Your objective: Only an exact copy is wanted: the lines from the one holding "145H188L192 151V145L181 135L168" through the last line below, minus the pictures.

[Data records]

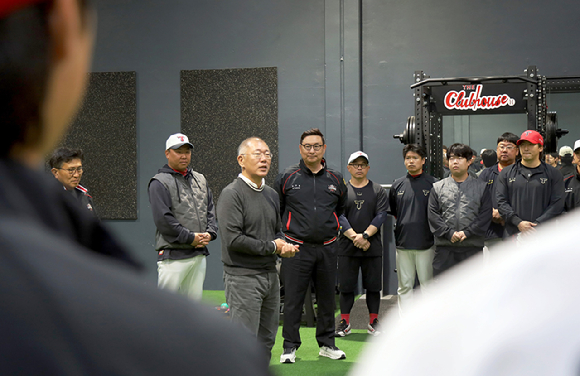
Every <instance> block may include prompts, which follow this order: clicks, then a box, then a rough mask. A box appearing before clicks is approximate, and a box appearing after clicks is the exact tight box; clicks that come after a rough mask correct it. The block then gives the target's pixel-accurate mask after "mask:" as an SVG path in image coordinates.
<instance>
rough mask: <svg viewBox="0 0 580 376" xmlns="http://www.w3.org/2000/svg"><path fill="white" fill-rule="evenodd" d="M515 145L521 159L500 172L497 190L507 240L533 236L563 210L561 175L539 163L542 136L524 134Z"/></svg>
mask: <svg viewBox="0 0 580 376" xmlns="http://www.w3.org/2000/svg"><path fill="white" fill-rule="evenodd" d="M517 144H518V146H519V148H520V155H521V156H522V159H521V161H518V162H516V163H514V164H513V165H511V166H508V167H506V168H504V169H503V170H502V171H501V173H500V174H499V177H498V182H497V183H498V184H497V186H496V195H497V204H498V209H499V214H500V215H501V217H502V218H504V220H505V224H506V233H507V235H508V236H511V235H515V234H518V233H528V232H534V230H535V227H536V226H537V225H538V224H540V223H543V222H546V221H548V220H550V219H552V218H554V217H557V216H558V215H560V214H561V213H562V211H563V210H564V180H563V179H562V174H560V173H559V172H558V170H556V169H555V168H554V167H552V166H550V165H548V164H546V163H544V162H542V161H541V160H540V154H541V153H542V151H543V150H544V138H543V137H542V135H540V134H539V133H538V132H536V131H533V130H527V131H525V132H524V133H522V136H521V137H520V139H519V140H518V142H517Z"/></svg>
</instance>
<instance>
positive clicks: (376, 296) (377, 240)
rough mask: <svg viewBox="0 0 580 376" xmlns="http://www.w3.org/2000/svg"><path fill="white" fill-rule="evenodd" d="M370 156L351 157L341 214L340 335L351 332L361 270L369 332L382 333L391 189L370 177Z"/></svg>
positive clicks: (338, 327)
mask: <svg viewBox="0 0 580 376" xmlns="http://www.w3.org/2000/svg"><path fill="white" fill-rule="evenodd" d="M369 170H370V166H369V156H368V155H367V154H366V153H363V152H362V151H357V152H354V153H352V154H351V155H350V157H349V158H348V172H349V173H350V175H351V178H350V180H349V182H348V183H347V188H348V199H347V202H346V209H345V213H344V214H343V215H341V216H340V217H339V221H340V225H341V231H342V236H341V237H340V238H339V240H338V241H339V255H338V256H339V257H338V289H339V291H340V316H341V320H340V323H339V324H338V327H337V328H336V335H337V336H338V337H344V336H346V335H348V334H349V333H350V312H351V310H352V307H353V305H354V300H355V299H354V298H355V290H356V287H357V284H358V274H359V270H360V271H361V272H362V282H363V288H364V289H365V291H366V303H367V308H368V310H369V323H368V325H367V333H368V334H370V335H373V336H376V335H378V334H379V333H380V332H379V330H378V326H379V320H378V316H379V308H380V305H381V289H382V285H383V284H382V275H383V273H382V272H383V267H382V256H383V244H382V242H381V231H380V228H381V226H382V224H383V222H384V221H385V219H386V217H387V208H388V199H387V192H386V191H385V189H384V188H383V187H381V185H380V184H377V183H374V182H372V181H370V180H369V179H368V178H367V174H368V172H369Z"/></svg>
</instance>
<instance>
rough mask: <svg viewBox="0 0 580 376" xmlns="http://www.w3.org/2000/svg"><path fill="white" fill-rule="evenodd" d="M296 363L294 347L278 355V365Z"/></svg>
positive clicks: (285, 350)
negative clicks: (278, 356)
mask: <svg viewBox="0 0 580 376" xmlns="http://www.w3.org/2000/svg"><path fill="white" fill-rule="evenodd" d="M295 361H296V347H292V348H290V349H284V352H283V353H282V355H280V363H294V362H295Z"/></svg>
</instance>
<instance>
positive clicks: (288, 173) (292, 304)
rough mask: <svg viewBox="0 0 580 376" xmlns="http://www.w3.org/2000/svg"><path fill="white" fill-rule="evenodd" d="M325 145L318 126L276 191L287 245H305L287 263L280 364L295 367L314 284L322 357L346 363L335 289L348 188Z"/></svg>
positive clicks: (319, 342) (300, 343)
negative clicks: (339, 359) (336, 271)
mask: <svg viewBox="0 0 580 376" xmlns="http://www.w3.org/2000/svg"><path fill="white" fill-rule="evenodd" d="M325 151H326V145H325V143H324V136H323V134H322V133H321V132H320V130H318V129H317V128H314V129H311V130H308V131H306V132H304V133H303V134H302V136H301V138H300V155H301V156H302V159H301V160H300V163H298V164H297V165H294V166H291V167H289V168H287V169H286V170H285V171H284V172H283V173H281V174H280V175H278V177H277V178H276V182H275V184H274V189H276V191H278V195H279V196H280V213H282V230H283V232H284V236H285V238H286V241H287V242H289V243H293V244H298V245H300V252H299V253H297V254H296V256H295V257H293V258H285V259H283V260H282V274H283V275H284V280H283V282H284V290H285V296H284V329H283V332H282V335H283V337H284V345H283V346H284V353H283V354H282V355H281V357H280V362H281V363H294V361H295V359H296V350H297V349H298V348H299V347H300V344H301V340H300V332H299V329H300V320H301V317H302V306H303V305H304V298H305V296H306V291H307V289H308V284H309V282H310V281H311V280H313V282H314V288H315V289H316V295H317V302H318V316H317V322H316V340H317V342H318V346H319V347H320V352H319V355H321V356H326V357H328V358H331V359H344V358H345V357H346V355H345V354H344V352H343V351H341V350H340V349H338V348H337V347H336V346H335V345H334V309H335V301H334V291H335V284H336V262H337V251H338V249H337V244H336V239H337V236H338V230H339V227H340V224H339V222H338V217H339V216H340V215H341V214H342V212H343V211H344V207H345V203H346V196H347V190H346V185H345V182H344V179H343V177H342V174H340V173H339V172H338V171H334V170H331V169H329V168H328V167H327V166H326V161H325V160H324V152H325Z"/></svg>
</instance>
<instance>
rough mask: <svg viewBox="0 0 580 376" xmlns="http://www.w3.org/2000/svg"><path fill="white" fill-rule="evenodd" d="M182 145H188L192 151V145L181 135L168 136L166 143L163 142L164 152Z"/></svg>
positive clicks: (185, 136)
mask: <svg viewBox="0 0 580 376" xmlns="http://www.w3.org/2000/svg"><path fill="white" fill-rule="evenodd" d="M183 145H189V147H190V148H192V149H193V145H192V144H191V143H190V142H189V138H187V136H186V135H184V134H183V133H176V134H172V135H171V136H169V138H168V139H167V141H165V150H169V149H179V148H180V147H182V146H183Z"/></svg>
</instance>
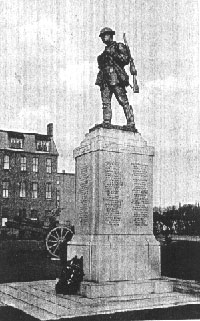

Written reply:
rough mask: <svg viewBox="0 0 580 376" xmlns="http://www.w3.org/2000/svg"><path fill="white" fill-rule="evenodd" d="M182 145H188L192 151V145L181 135L168 136L166 143L163 142L164 152Z"/></svg>
positive clicks: (185, 136)
mask: <svg viewBox="0 0 580 376" xmlns="http://www.w3.org/2000/svg"><path fill="white" fill-rule="evenodd" d="M183 145H189V147H190V148H192V149H193V145H192V144H191V143H190V142H189V138H187V136H186V135H184V134H183V133H176V134H172V135H171V136H169V138H168V139H167V141H165V150H169V149H179V148H180V147H182V146H183Z"/></svg>
</instance>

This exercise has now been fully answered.